=== EXTRACTED TEXT ===
Koelemay's Kosmos

Doug Koelemay


 

Transportation Hold 'em

 

Most of the cards on the General Assembly's transportation table are lying face up. But it's still too early to know who's got the winning hand.


   

Making sense of  transportation politics in Richmond is easier if one understands a popular poker game. The fast-growing diversion of Hold’em Poker just may explain the transportation politics underway in Richmond just now. It's certainly easier than making sense of all the talk over user fees, tax exemptions and shifting revenue streams.

 

Start with the basic difference of Hold’em from other forms of poker. Old-fashioned draw poker, now relegated to poker’s second tier by casinos and online players alike, has all players dealt a complete five-card hand. The hand remains hidden to others. After an opportunity to bet, players then attempt to improve their hands by replacing cards and betting a second time. Stud poker improves on draw poker by dealing players a combination of face-down cards and face-up cards. Opponents get a little more insight into each other’s hands, but still there are no common cards.

 

Hierarchical, insider politics on transportation can work that way: No shared cards, no common interest. Over the last decade, that kind of transportation poker has dealt Virginia lots of folded hands.

 

By contrast, Hold’em poker is community card poker, a game in which each player shares face-up cards with others in the game. Texas Hold’em employs five community cards. Each player combines those cards with two dealt down and known only to that player to make the best five-card hand. Players also get opportunities to bet after the first two cards are dealt, after the first three community card go down (this is known as the flop), after the fourth community card is dealt (the turn) and after the fifth community card (the river card) is played.
=== MATERIAL SHOWN ===
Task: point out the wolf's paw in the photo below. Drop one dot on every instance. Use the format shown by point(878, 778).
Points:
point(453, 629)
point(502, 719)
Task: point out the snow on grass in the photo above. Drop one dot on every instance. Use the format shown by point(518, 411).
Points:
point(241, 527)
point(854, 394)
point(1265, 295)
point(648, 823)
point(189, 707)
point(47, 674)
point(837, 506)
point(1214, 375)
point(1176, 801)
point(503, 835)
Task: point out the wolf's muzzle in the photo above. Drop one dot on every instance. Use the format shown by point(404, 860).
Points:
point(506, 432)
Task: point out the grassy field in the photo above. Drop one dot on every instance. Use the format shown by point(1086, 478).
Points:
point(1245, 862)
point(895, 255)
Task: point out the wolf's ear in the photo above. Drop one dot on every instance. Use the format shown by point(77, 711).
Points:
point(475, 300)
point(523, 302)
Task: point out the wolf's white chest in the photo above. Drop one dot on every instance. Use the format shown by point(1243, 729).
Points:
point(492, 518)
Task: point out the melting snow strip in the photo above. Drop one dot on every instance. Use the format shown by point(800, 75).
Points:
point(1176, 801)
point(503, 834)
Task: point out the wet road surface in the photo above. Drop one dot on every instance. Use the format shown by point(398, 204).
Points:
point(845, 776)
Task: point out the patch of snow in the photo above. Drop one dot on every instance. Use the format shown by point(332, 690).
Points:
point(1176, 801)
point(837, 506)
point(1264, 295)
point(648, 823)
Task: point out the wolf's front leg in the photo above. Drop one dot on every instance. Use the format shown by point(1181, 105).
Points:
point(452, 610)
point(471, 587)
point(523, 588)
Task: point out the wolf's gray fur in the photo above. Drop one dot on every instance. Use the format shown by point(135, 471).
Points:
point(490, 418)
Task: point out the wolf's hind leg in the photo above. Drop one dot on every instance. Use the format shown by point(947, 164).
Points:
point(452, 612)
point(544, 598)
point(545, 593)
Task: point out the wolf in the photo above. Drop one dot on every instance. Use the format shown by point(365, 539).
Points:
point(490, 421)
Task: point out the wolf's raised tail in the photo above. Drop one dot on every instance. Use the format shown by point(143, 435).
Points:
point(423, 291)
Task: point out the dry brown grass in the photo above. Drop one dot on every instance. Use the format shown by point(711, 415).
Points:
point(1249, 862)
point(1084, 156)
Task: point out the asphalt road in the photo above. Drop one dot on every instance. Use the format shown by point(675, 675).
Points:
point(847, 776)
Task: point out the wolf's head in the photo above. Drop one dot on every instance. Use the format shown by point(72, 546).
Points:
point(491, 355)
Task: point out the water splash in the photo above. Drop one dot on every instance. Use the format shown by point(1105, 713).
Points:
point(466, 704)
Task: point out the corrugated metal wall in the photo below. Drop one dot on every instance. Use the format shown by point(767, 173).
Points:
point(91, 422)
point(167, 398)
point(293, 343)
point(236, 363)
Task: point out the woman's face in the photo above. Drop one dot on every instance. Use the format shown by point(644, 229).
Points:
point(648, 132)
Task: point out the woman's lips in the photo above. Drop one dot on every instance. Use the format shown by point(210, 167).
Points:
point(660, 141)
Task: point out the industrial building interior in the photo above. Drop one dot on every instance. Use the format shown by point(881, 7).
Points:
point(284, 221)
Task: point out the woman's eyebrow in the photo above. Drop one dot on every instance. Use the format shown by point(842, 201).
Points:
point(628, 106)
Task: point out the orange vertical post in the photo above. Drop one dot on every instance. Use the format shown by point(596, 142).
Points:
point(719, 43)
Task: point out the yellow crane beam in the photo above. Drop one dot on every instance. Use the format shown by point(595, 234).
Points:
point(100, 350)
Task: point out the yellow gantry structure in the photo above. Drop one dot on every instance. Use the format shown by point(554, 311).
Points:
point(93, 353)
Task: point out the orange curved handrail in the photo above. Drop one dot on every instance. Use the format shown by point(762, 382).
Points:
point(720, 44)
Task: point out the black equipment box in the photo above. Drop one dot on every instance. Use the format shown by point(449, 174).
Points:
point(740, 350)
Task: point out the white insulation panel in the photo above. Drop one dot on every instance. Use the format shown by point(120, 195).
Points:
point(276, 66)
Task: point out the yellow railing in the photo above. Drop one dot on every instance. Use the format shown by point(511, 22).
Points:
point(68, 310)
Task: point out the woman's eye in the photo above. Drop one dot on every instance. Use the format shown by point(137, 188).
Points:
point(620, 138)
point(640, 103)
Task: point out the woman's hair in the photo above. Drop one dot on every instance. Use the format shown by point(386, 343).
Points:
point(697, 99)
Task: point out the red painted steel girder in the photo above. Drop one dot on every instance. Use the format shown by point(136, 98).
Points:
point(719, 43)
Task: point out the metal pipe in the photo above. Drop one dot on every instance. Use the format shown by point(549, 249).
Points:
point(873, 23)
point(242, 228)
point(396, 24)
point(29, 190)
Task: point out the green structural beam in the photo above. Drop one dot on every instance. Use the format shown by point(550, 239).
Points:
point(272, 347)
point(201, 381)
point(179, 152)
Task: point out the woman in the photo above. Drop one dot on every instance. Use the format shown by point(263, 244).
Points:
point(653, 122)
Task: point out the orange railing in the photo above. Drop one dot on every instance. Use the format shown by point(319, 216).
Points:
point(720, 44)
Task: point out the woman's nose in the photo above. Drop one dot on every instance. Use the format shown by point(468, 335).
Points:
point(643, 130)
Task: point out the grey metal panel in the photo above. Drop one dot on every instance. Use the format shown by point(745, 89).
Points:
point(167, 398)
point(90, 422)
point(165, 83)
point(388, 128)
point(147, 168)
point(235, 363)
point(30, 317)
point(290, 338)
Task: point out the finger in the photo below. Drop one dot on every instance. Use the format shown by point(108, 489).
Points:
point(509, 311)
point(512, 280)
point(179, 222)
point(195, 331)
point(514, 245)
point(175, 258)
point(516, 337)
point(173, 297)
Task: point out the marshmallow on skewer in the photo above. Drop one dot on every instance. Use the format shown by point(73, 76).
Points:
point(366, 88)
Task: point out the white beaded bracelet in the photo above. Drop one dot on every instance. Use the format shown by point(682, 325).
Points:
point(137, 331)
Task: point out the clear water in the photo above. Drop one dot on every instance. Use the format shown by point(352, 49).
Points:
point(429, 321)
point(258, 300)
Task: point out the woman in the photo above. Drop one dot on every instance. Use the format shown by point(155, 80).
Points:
===
PROBLEM 1 =
Reproduce the part of the Transportation Hold 'em column that opens with the words containing "Transportation Hold 'em" and closes with "shifting revenue streams.".
PROBLEM 2 =
Do these statements agree with the Transportation Hold 'em column? Answer yes or no for each, quoting the words that decide it.
(a) Texas Hold'em uses five community cards.
(b) In draw poker, each player's hand can be seen by the other players.
(c) The fourth community card is called the river.
PROBLEM 3 =
List every point in a Texas Hold'em game at which, according to the Transportation Hold 'em column, players get an opportunity to bet.
Answer from the Transportation Hold 'em column alone, without drawing on the listing.

EXERCISE ANSWER 1 =
Transportation Hold 'em

 

Most of the cards on the General Assembly's transportation table are lying face up. But it's still too early to know who's got the winning hand.


   

Making sense of  transportation politics in Richmond is easier if one understands a popular poker game. The fast-growing diversion of Hold’em Poker just may explain the transportation politics underway in Richmond just now. It's certainly easier than making sense of all the talk over user fees, tax exemptions and shifting revenue streams.

EXERCISE ANSWER 2 =
(a) Yes: "Texas Hold’em employs five community cards."
(b) No: "The hand remains hidden to others."
(c) No: "after the fourth community card is dealt (the turn)"

EXERCISE ANSWER 3 =
- After the first two cards are dealt
- After the first three community cards go down (the flop)
- After the fourth community card is dealt (the turn)
- After the fifth community card (the river card) is played